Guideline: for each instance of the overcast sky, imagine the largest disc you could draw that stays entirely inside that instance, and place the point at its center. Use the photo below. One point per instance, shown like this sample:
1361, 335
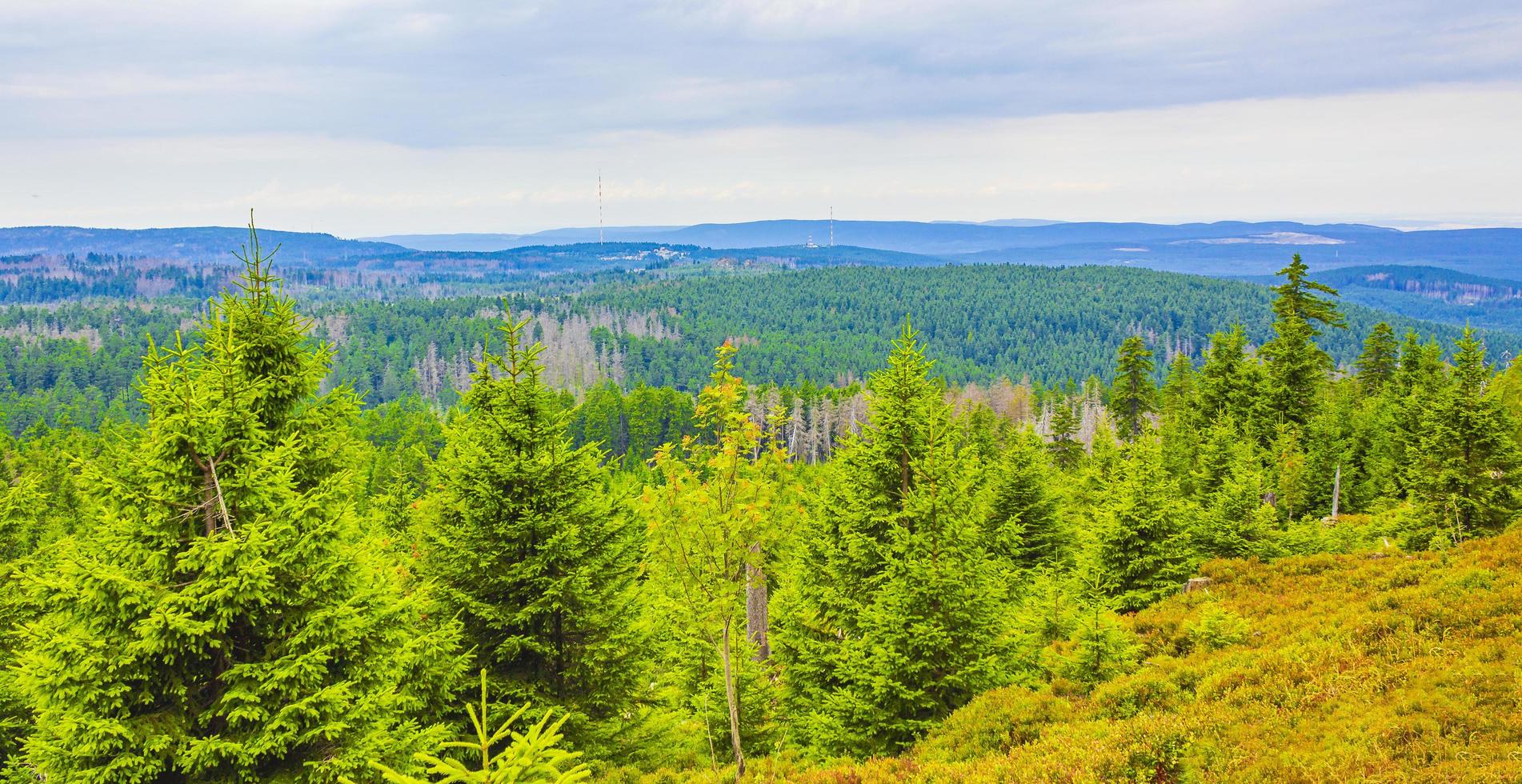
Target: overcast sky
396, 116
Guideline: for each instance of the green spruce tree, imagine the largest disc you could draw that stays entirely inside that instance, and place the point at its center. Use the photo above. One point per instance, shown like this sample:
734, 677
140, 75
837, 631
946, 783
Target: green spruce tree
1297, 367
1468, 463
1023, 522
897, 612
1066, 448
1376, 364
1134, 394
1140, 550
219, 622
533, 553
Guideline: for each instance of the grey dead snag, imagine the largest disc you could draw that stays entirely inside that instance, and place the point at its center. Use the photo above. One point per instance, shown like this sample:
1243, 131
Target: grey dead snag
757, 608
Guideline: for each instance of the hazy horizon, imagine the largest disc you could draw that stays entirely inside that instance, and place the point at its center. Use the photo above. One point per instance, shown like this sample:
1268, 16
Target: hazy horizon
367, 118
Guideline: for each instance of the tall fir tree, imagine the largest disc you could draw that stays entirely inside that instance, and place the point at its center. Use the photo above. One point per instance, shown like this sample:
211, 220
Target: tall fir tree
1066, 448
533, 553
1023, 521
1140, 550
1230, 381
725, 502
1376, 364
897, 611
1468, 463
1297, 367
1134, 394
221, 622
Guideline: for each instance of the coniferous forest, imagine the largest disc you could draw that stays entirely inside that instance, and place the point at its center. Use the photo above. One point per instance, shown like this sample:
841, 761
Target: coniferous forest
1280, 544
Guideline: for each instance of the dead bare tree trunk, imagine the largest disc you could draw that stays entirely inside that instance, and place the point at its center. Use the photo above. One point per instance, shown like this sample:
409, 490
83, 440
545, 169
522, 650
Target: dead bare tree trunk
734, 706
757, 606
1336, 490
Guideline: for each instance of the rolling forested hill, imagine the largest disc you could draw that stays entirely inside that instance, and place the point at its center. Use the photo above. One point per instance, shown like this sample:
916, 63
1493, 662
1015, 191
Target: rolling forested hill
819, 326
983, 320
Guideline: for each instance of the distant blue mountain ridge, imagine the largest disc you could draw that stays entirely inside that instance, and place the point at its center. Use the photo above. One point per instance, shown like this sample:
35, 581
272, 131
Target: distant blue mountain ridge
1220, 249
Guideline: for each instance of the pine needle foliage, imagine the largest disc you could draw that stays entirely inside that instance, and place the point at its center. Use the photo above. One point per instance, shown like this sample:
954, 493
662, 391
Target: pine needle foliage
219, 622
530, 757
899, 608
722, 506
531, 551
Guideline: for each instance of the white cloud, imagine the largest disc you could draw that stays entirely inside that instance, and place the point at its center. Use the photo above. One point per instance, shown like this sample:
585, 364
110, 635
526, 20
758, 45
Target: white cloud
1437, 153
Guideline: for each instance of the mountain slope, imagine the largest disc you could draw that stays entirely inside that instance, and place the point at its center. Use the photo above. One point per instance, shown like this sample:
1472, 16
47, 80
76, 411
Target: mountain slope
197, 244
1378, 666
979, 320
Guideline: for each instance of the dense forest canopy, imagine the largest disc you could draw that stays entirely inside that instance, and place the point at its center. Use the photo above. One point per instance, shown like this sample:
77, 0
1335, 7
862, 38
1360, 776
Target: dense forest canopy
752, 526
75, 361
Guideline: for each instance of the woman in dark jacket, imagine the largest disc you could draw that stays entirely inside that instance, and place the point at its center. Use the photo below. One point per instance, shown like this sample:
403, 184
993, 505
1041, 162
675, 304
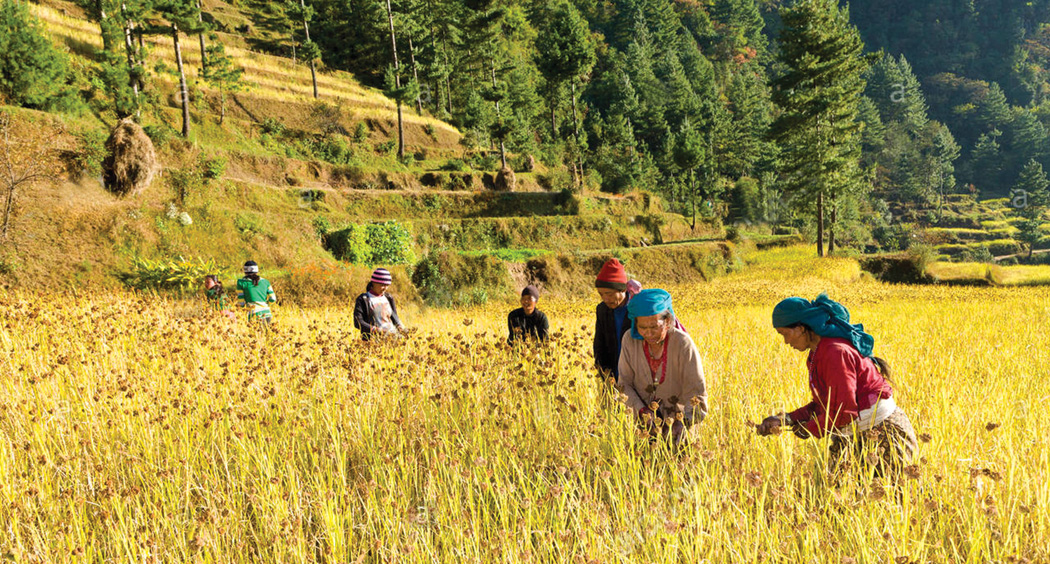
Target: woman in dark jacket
374, 311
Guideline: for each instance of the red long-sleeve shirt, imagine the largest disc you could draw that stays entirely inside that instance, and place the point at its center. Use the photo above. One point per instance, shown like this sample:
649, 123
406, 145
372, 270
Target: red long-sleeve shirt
842, 383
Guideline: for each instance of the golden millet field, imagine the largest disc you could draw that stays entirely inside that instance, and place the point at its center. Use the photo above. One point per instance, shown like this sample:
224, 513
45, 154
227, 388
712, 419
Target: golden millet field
145, 430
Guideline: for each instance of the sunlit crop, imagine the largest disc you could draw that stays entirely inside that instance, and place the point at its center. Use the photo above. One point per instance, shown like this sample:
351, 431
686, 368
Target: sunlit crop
135, 429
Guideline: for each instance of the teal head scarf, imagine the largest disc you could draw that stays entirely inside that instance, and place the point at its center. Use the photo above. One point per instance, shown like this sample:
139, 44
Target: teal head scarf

> [JOB]: Please render all the records above as a numbered list, one item per line, leaving out any blank lines and the pictures.

> [PROBLEM SOLUTION]:
1. Guideline: for each instance of the overcast sky, imagine the largest disc you could draw that stays entirely inside that instance, and place the point at its center. Use the photo below. One point per instance, shown like this sample:
2. 1361, 335
3. Target: overcast sky
4. 396, 116
5. Guideline: for each instance of the green spruce tree, imagine the largest disc you could draw that stays entirely inside that instance, and place the point at its center. Use the photo above. One point per instance, shown like this sample:
6. 734, 677
7. 140, 75
8. 837, 631
9. 946, 783
10. Target: green spruce tree
11. 1297, 367
12. 1468, 463
13. 1023, 522
14. 897, 612
15. 1066, 448
16. 1376, 364
17. 1134, 394
18. 1140, 550
19. 219, 622
20. 533, 553
21. Guideline: for each instance of the grey dead snag, imagine the largest disc you could draw that stays entirely inside that instance, and place the point at its center. Use the photo above. One point per instance, shown like this sample:
22. 1243, 131
23. Target: grey dead snag
24. 757, 608
25. Guideline: for each instance of the hazy horizon, imagine the largest disc you could draw that stays entirely inside that instance, and place the point at its center. Use the photo above. One point per instance, shown like this sample:
26. 1268, 16
27. Target: hazy horizon
28. 367, 118
29. Guideline: for each instance of the tall fir tree, imagine the largest disc you could draw that stays entirely inside that instance, and place the point at its center. Use the photo above. One point per instance, shown like this sample:
30. 211, 220
31. Target: tall fir tree
32. 1066, 448
33. 533, 553
34. 1023, 521
35. 1140, 550
36. 1230, 381
37. 725, 502
38. 1376, 364
39. 897, 611
40. 1468, 463
41. 1297, 367
42. 1134, 394
43. 221, 622
44. Guideline: for each instance of the coniferous forest, imagine the largest disc you could draw that stays entirely inside that instance, and place the point at its center. Use the photo above. One point per instance, shown like this sample:
45. 841, 761
46. Target: coniferous forest
47. 1280, 544
48. Guideline: for each instance of the dead bare tree trunk, imagine the largest disc you could draw that stays entirely inside that instance, and place the point at its center. Use the photo above. One point per instance, shown like this sample:
49. 409, 490
50. 83, 440
51. 545, 169
52. 522, 650
53. Target: dead bare tree trunk
54. 734, 706
55. 757, 606
56. 1336, 490
57. Guideline: for each instance of the rolling forested hill, imagine the largest disc you could draw that stays entirely inside that instance, and place the point at its center. Use the photo above. One point per instance, shown like this sample:
58. 916, 63
59. 1493, 662
60. 1015, 191
61. Target: rolling forested hill
62. 819, 326
63. 983, 320
64. Guideline: for each instance of the distant blue mountain ridge, imagine the largest disc you could draw that stays entirely inside that instance, and place the point at its center. Use the photo above. One point per instance, shown like this sample:
65. 35, 581
66. 272, 131
67. Target: distant blue mountain ridge
68. 1220, 249
69. Guideline: for each instance of the pine needle foliage, imagine the largest disc you could draw that stays entirely inside that instance, and place the point at its center. Use the photo above. One point per instance, shown like this sample:
70. 954, 493
71. 662, 391
72. Target: pine needle foliage
73. 219, 622
74. 530, 757
75. 899, 608
76. 722, 506
77. 531, 551
78. Guideline: for each instance of the white cloud, imagine the largest disc you could draw that stays entirely inside that instance, and place the point at its center. Use the photo above. One point per instance, shown like this sample:
79. 585, 364
80. 110, 635
81. 526, 20
82. 758, 45
83. Target: white cloud
84. 1437, 153
85. Guideline: for each instance of the mountain slope, imagine the largest disc you could draw that stays entirely inside that instance, and place the point at its center. Use the photo above. One point per instance, shown like this sample:
86. 1472, 16
87. 47, 80
88. 76, 411
89. Target: mountain slope
90. 197, 244
91. 1378, 666
92. 979, 320
93. Guideline: for each instance of the dense forest canopy, imagine the largest disc you could draw that stays entirely inside that instance, and place the point at its center. Use the photo above. One point per instance, shown like this sample:
94. 77, 0
95. 1335, 7
96. 862, 38
97. 1360, 776
98. Target: dense forest canopy
99. 752, 526
100. 75, 361
101. Guideline: for each instance of the woman in dark jacket, imagine the largest disc you could draw that stays entirely inside that instance, and place the point at its center. Use the photo below. One point per instance, shown like this sample:
102. 403, 184
103. 993, 505
104. 1041, 162
105. 675, 304
106. Target: woman in dark jacket
107. 374, 311
108. Guideline: for each instance of the red long-sleeve shirt, imagine the largest disc you could draw that stays entirely inside that instance, and place the point at its center. Use the photo above. One point per instance, shown like this sample:
109. 649, 123
110. 406, 145
111. 372, 270
112. Target: red long-sleeve shirt
113. 842, 383
114. Guideline: for each instance of the golden millet field, imagine the largest disc you could draw that stays entirely inside that instance, and place the point at its center. Use the photo above. One point per instance, shown like this sample:
115. 224, 513
116. 45, 154
117. 227, 388
118. 712, 419
119. Target: golden millet field
120. 145, 430
121. Guideline: for each instance of the sunlit crop, imagine the largest disc you could draw that stays entirely inside that instance, and place the point at its center. Use the photo above. One point per instance, shown like this sample:
122. 351, 431
123. 686, 368
124. Target: sunlit crop
125. 135, 429
126. Guideline: for each instance of the teal head scarf, imagine the largest disc you could draw that stays entirely inside that instance, and place the point at its center. Use the photo above. One point per instance, shown like this sample:
127. 139, 44
128. Target: teal head scarf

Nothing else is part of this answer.